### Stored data
****

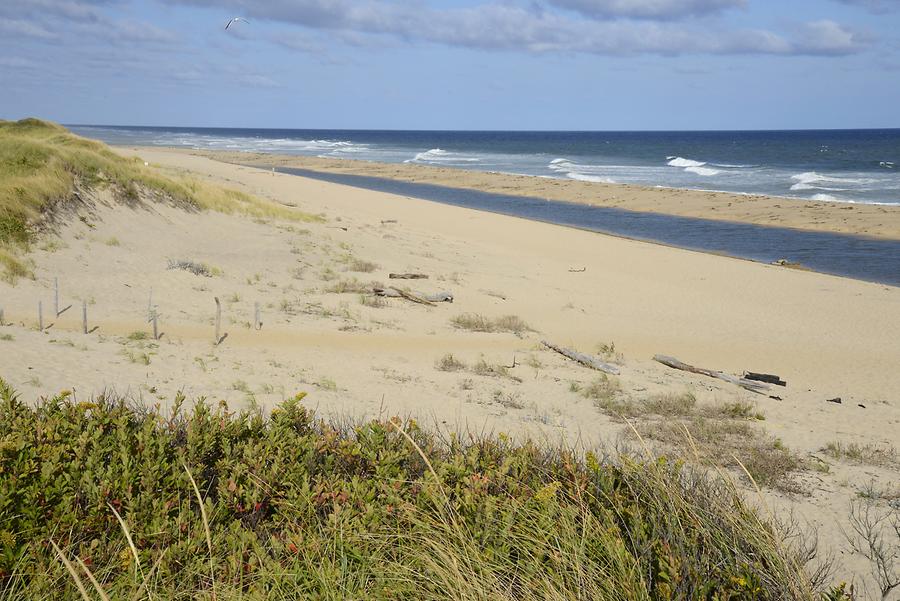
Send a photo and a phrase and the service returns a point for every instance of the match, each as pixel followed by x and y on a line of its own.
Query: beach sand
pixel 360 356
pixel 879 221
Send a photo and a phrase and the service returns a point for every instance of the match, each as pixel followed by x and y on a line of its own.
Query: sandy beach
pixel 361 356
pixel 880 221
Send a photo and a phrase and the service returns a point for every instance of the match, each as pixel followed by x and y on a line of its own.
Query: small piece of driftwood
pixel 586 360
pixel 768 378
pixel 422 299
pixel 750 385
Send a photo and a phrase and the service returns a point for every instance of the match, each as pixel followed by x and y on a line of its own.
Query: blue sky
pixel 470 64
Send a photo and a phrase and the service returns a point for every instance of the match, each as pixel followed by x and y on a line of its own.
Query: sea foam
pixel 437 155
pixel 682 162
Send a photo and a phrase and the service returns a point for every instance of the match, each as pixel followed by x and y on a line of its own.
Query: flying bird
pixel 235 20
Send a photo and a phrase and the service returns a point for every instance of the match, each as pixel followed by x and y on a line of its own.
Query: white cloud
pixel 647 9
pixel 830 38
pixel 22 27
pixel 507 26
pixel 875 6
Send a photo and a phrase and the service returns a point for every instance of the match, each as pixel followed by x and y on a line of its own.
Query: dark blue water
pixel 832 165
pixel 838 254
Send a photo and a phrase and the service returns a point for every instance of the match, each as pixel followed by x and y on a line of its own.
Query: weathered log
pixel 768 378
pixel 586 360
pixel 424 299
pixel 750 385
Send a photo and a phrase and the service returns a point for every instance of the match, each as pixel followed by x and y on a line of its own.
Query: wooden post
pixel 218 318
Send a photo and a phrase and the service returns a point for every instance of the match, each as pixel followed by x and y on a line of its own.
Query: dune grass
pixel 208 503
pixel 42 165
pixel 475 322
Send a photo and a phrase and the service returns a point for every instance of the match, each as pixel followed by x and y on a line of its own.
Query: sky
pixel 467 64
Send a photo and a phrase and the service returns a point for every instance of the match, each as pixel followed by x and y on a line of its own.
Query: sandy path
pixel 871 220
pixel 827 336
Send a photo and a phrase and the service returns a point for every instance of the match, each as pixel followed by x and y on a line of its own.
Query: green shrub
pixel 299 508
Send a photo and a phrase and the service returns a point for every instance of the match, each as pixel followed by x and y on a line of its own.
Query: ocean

****

### WHAT TO PRODUCE
Retype the entries above word for word, minus any images.

### EXPECTED ANSWER
Send a photo and a phrase and the service returns a point for every instance of the match, each as pixel followed by x and y on a line of its own.
Query: beach sand
pixel 360 356
pixel 879 221
Send a photo and a phrase and the service returns a point for every instance of the match, each as pixel followed by x and y on a line of its own.
Query: sandy beach
pixel 361 356
pixel 880 221
Send a photo and a phrase and the service returns a point for every instance of the match, each as pixel followed by x and y on a line of its own.
Query: small piece of driftwood
pixel 586 360
pixel 768 378
pixel 422 299
pixel 750 385
Send a photo and a phrase and the service returns a point for every instance of the match, each as pixel followed by x and y on a line of its own.
Query: blue sky
pixel 470 64
Send a photo and a phrase and the service returns a point for every instance of the match, each as pixel followed by x and y on a line of its own.
Query: sea foam
pixel 437 155
pixel 682 162
Send a photo and a phrase and the service returns a point for every instance of the match, each as pixel followed by x and y on a line of its own.
Query: flying bird
pixel 235 20
Send a photo and a phrase and the service returns a point for every instance of the match, each as pixel followed by x and y on a line of its own.
Query: white cloud
pixel 647 9
pixel 830 38
pixel 22 27
pixel 507 26
pixel 875 6
Send a photo and a phrase and the service returns a point for every instance of the match, each as pixel followed by x and y on a line of its own.
Query: dark blue water
pixel 832 165
pixel 838 254
Send a photo and a phrase and the service returns a point for every instance of the match, each as pixel followed by x and y on a line of its own.
Query: weathered log
pixel 768 378
pixel 586 360
pixel 424 299
pixel 750 385
Send a photo and a phrase and the service returns a point for every instance of the match, each as pixel followed by x and y on a line of its own.
Query: wooden post
pixel 218 318
Send a photo and a phrase and the service returns a point for every instance of the match, each as pixel followed by x and y on a line of its own.
Query: dune grass
pixel 208 503
pixel 42 165
pixel 475 322
Send a photo and a phrase and the service returns a point for every instance of the match, each as pixel followed by x and y on a line of its own.
Query: sky
pixel 467 64
Send a photo and a phrase and the service returns a point for every instance of the match, each as pixel followed by x and y on a line of its own.
Query: sandy path
pixel 871 220
pixel 827 336
Send a photo and a phrase and the service returns a point for every instance of the match, each as pixel followed by x and y on a line of its own.
Query: green shrub
pixel 299 508
Send a photo and a phrase and the service returns a point for every instance of the match, each as pixel followed by x and y on a line of its own.
Query: ocean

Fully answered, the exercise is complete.